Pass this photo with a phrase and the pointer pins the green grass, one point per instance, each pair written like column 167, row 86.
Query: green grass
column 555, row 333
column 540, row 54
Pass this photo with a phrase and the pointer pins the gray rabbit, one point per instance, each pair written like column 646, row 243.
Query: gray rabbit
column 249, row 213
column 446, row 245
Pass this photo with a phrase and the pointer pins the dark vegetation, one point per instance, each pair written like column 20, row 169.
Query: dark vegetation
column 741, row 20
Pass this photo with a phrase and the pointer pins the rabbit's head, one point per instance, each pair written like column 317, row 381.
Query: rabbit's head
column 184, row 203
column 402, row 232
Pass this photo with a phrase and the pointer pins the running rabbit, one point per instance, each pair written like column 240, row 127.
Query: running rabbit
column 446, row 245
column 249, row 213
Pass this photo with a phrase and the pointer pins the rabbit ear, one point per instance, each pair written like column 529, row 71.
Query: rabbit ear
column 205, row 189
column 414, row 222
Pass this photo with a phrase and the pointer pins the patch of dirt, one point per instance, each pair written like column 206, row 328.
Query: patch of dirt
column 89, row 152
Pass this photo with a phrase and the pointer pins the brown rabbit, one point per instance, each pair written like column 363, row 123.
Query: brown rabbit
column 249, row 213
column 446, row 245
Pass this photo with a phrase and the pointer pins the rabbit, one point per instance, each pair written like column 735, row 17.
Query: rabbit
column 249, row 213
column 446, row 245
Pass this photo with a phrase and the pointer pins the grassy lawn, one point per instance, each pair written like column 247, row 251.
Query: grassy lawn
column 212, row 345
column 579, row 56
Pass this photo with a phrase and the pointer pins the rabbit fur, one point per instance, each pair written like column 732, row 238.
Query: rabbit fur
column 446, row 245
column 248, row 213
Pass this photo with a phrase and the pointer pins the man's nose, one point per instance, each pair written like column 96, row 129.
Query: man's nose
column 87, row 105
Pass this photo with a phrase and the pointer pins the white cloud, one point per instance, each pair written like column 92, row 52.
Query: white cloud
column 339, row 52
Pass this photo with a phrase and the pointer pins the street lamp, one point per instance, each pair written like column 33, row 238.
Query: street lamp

------------------------------------------------------------------------

TASK OBJECTIVE
Which lines of the data hold the string "lamp"? Return each of them.

ANSWER TO THE EXERCISE
Pass this photo with a phrase and the pointer pins the street lamp, one point per instance, each pair written like column 33, row 238.
Query: street lamp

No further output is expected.